# Extracted material start
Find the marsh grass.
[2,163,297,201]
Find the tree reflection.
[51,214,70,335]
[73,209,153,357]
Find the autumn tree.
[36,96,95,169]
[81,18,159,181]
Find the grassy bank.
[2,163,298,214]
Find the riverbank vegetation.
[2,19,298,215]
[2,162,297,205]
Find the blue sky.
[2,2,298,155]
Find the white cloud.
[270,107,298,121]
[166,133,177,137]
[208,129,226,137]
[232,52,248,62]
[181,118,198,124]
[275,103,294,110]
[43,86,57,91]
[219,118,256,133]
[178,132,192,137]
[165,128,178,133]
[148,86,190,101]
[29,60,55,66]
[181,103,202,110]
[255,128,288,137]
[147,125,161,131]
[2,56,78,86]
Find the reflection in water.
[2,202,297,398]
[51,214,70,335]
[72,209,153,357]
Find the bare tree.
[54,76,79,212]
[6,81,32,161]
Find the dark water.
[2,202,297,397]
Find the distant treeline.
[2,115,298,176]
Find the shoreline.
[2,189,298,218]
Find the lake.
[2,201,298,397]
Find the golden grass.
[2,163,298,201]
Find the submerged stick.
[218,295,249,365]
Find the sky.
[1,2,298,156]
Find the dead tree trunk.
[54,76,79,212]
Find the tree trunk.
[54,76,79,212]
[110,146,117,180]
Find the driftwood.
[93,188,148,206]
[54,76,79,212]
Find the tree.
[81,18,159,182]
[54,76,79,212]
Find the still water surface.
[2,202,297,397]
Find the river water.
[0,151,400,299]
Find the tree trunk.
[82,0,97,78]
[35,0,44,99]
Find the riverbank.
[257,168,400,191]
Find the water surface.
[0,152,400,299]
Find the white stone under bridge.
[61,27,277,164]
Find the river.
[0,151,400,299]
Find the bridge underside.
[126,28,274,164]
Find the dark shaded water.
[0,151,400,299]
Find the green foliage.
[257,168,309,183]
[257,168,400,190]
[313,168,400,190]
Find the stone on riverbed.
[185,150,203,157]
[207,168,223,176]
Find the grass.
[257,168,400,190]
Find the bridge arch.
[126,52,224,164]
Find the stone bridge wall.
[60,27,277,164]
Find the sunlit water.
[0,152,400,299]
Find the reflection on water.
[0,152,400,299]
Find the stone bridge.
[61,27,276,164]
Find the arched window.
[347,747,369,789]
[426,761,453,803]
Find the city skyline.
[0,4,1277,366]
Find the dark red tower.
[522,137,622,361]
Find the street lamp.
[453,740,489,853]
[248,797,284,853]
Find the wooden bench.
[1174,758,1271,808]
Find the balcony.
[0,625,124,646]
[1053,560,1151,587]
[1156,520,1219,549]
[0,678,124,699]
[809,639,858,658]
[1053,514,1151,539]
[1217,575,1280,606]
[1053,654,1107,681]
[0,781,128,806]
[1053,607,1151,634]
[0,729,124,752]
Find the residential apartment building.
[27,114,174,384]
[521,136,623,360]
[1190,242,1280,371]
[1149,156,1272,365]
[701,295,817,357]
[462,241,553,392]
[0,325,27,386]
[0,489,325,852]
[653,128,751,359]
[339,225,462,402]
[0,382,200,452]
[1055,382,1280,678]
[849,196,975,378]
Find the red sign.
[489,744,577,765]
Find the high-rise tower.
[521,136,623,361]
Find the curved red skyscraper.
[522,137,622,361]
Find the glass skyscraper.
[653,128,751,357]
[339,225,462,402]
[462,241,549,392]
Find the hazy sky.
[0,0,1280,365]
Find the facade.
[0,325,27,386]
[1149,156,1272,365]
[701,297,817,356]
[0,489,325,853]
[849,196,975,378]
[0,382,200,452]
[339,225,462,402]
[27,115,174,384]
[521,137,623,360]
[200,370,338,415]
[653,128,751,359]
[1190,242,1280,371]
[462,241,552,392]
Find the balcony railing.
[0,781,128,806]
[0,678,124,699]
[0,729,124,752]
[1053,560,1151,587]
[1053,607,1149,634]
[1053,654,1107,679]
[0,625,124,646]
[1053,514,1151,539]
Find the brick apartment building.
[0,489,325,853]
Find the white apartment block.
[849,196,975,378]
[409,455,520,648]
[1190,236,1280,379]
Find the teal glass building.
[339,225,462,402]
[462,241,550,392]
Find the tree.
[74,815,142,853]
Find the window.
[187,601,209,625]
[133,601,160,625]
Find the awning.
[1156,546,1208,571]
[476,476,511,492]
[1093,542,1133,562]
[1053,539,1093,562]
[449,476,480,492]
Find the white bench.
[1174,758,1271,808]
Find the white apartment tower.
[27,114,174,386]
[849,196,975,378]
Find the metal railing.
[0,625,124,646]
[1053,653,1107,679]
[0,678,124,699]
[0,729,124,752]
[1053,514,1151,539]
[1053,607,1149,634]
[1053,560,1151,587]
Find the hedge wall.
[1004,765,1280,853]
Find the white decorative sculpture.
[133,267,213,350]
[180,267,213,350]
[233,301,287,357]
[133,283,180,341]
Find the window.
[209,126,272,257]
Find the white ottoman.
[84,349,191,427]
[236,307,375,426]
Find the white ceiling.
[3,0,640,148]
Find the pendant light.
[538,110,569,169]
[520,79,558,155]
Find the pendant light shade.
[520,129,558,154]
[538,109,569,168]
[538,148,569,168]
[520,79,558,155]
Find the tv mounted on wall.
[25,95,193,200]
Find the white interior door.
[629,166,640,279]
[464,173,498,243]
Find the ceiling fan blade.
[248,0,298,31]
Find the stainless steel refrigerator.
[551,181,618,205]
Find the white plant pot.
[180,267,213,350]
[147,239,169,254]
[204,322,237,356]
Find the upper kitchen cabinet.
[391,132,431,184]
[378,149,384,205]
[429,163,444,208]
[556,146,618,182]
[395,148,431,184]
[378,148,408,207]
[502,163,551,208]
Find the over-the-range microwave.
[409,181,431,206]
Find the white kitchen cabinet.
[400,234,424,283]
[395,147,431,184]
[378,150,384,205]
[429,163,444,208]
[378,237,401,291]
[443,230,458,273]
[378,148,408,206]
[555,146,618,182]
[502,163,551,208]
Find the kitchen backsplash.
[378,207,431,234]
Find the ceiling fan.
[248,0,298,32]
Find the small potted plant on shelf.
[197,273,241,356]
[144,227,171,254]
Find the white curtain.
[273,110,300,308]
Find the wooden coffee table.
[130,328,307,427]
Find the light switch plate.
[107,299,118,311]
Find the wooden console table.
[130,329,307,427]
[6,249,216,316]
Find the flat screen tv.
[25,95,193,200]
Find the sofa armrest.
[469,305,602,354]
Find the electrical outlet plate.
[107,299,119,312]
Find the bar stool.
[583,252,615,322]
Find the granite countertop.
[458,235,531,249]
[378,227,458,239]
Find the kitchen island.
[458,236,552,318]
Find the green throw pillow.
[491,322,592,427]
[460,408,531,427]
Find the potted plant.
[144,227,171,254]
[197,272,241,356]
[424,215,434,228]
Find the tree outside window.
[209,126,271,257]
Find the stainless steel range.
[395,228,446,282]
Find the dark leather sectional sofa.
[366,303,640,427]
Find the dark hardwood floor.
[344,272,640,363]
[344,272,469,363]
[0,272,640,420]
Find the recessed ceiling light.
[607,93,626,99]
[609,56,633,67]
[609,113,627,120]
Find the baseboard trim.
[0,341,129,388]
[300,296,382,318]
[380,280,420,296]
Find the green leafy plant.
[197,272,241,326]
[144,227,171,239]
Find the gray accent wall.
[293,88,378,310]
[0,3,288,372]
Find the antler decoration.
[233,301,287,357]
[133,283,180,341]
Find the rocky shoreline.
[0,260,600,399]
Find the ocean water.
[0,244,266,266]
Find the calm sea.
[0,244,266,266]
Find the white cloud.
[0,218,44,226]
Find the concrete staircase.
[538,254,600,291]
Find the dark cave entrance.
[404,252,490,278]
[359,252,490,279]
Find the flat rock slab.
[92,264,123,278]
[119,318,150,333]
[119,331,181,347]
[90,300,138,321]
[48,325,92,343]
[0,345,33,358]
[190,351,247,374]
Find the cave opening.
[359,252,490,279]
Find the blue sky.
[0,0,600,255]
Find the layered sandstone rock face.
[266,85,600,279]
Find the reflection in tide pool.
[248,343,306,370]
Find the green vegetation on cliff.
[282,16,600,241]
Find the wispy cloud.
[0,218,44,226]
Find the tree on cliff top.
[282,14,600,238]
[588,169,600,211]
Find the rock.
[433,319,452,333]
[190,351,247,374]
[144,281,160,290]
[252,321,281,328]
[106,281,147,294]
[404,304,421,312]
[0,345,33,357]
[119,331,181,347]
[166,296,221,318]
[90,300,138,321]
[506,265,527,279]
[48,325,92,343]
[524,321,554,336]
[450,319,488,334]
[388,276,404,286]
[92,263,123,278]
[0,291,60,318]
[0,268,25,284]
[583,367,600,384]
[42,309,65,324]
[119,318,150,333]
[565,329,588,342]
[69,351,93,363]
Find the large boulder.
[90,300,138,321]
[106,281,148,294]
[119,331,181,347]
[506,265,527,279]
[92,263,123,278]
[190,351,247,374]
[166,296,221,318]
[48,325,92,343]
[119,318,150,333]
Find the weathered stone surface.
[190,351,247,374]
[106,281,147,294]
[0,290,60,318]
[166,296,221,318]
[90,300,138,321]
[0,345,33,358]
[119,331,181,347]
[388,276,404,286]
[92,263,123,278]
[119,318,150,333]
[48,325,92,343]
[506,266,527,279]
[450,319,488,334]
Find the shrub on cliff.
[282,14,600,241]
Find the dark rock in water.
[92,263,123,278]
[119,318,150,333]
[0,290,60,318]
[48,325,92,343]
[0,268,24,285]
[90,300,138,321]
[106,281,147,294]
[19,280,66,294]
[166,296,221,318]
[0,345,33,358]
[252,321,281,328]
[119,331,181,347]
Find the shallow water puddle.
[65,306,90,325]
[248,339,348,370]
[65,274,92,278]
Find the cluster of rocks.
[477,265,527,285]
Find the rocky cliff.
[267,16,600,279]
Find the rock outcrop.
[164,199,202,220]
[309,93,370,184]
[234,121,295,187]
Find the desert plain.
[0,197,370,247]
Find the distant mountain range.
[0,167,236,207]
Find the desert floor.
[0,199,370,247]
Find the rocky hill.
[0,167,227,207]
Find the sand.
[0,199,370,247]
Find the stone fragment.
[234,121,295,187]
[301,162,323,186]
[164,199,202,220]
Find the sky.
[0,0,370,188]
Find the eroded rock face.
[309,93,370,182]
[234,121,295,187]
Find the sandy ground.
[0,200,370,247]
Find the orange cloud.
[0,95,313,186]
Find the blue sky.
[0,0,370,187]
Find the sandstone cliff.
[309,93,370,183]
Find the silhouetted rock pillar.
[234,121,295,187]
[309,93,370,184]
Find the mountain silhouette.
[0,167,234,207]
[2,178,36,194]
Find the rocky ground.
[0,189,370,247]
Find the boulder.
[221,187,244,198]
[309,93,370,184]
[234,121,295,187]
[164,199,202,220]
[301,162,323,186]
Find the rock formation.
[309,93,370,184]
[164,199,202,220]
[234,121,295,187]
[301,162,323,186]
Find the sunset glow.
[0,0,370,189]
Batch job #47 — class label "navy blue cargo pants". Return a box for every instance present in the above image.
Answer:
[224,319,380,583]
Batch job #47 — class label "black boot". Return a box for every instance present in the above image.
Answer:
# Extracted material end
Copy everything from the start of the records down to the line containing "[72,209,153,357]", putting "Locate" wherever "Find" appears and changing nothing else.

# Exercise solution:
Locate the marsh grass.
[2,163,297,201]
Locate the tree reflection.
[51,214,70,335]
[73,209,153,357]
Locate the autumn tree.
[36,96,95,169]
[81,18,159,181]
Locate the grassy bank.
[2,163,298,214]
Locate the riverbank vegetation.
[2,19,298,215]
[2,162,297,205]
Locate the blue sky.
[2,2,298,155]
Locate the white cloud.
[270,107,298,121]
[166,133,177,137]
[208,129,226,137]
[232,52,248,62]
[181,118,198,124]
[275,103,294,110]
[43,86,57,91]
[219,118,256,133]
[178,132,192,137]
[165,128,178,133]
[148,86,190,101]
[29,60,55,66]
[181,103,202,110]
[255,128,288,137]
[147,125,161,131]
[2,56,78,86]
Locate the reflection in water.
[2,202,297,398]
[51,214,70,335]
[72,209,153,357]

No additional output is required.